Stated task>
Answer these from the issue graph passage, one per line:
1. In the citation-based example, what type of relationship connects the first node to the second set of document nodes?
2. Which organization node is paired with the "worked_at" relationship in the example of combining a relationship and a node?
3. In the example of an interactive issue graph, what does a user change a "worked_at" edge to?

Text provided>
[start]

In some embodiments, the system may create an issue graph by automatically classifying legislation, regulation, stakeholders, etc. into a dynamically generated issue. For example, the system may create the issue graph by selecting a first set of one or more nodes, and creating the graph by traversing relationships from the first set of node(s) to augment with a second set, a third set, etc. Relationships used in traversal can be of one type, or of two or more different types, as illustrated in FIG. 41 and described above. In another example, a citation-based issue graph may be created by starting with a first node, representing a document that has at least one citation relationship, traversing the relationship to a second set of document nodes, and continuing to include a third set, etc., by including additional documents related with a citation relationship from the second set, third set, etc. The process may likewise start with a citation metadata node as the first node, traverse to a second set of document nodes that have a citation relationship to first node, and so on. In some embodiments, other relationships from the first set of nodes may be used to expand to the second node set, from the second set to the third set, and so on. For example, the second set of nodes can include those that are related with a citation relationship and similarity relationship to the first set.
In some embodiments, system users may initiate creation of either static or dynamic issue graph by specifying one or more first set of nodes. For instance, a user may specify an issue area as described above. Alternatively, or additionally, in some embodiments, a user may initiate creation of a first set of nodes by specifying a relation type, e.g., “worked_at,” to create an issue graph including all people nodes and organization nodes they have a work_at relationship with, or “authorized_by,” to create an issue graph including all document nodes that have an authorized by relationship to another document node. The user may further specify a combination of a relationship and a node, e.g. organization node “FiscalNote” and relationship “worked_at,” to create an issue graph including people nodes who also have a worked_at relationship with FiscalNote. It is to be understood that the descriptions above are examples and are not meant to be limiting. It is contemplated that users may specify any number of nodes and relationships to create issue graphs.
As issue graphs are generated, they may be displayed dynamically to the user. For example, the system may display an issue graph including dynamically generated nodes and edges as shown in FIGS. 27-47 and described above. In some embodiments, the issue graph may be interactive such that the user may update and/or modify the issue graph. For example, the user may select and edge which may allow a user to change the type of edge. As one example, a user may select a “worked_at” edge connecting a person and an organization and may change it to “donated_to” Accordingly, the system may update one or more nodes in the issue graph to reflect the updated selection.

[end]

Records provided>
[start]

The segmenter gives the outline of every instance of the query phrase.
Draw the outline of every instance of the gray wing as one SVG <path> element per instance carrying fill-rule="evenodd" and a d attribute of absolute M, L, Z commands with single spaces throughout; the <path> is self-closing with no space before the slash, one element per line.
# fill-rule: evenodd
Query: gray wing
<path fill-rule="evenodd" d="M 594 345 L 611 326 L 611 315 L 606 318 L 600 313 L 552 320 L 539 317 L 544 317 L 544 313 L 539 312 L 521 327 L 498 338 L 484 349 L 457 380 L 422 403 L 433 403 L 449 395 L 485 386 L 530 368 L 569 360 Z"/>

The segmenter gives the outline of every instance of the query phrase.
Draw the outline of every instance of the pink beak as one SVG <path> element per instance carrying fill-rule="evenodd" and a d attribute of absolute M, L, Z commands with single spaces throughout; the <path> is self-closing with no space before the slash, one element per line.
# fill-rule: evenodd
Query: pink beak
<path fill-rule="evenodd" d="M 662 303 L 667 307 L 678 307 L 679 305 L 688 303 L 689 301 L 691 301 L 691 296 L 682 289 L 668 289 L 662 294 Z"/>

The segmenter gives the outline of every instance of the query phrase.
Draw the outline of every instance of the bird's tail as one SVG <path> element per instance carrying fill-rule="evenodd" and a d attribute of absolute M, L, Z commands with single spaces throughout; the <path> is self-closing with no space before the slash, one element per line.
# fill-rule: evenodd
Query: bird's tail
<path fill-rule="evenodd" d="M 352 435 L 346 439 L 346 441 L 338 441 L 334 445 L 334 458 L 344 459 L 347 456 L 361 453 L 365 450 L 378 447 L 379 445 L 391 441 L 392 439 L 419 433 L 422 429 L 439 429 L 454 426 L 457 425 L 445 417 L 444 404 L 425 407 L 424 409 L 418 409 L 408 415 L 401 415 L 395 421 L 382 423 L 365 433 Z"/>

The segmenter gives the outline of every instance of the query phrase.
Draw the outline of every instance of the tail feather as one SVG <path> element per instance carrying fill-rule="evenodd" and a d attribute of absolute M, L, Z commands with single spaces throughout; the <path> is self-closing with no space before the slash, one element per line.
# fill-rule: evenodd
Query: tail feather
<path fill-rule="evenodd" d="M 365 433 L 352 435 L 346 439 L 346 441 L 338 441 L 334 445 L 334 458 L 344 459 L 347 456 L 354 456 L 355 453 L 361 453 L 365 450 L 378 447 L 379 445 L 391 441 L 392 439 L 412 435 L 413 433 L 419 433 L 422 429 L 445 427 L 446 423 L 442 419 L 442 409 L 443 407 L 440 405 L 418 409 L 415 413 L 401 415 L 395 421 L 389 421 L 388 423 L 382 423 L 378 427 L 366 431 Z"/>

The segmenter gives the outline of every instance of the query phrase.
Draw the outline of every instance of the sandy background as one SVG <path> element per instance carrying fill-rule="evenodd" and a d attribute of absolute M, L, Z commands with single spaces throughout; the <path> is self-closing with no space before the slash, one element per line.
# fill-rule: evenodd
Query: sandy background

[end]

Response>
1. A citation relationship.
2. FiscalNote.
3. "donated_to".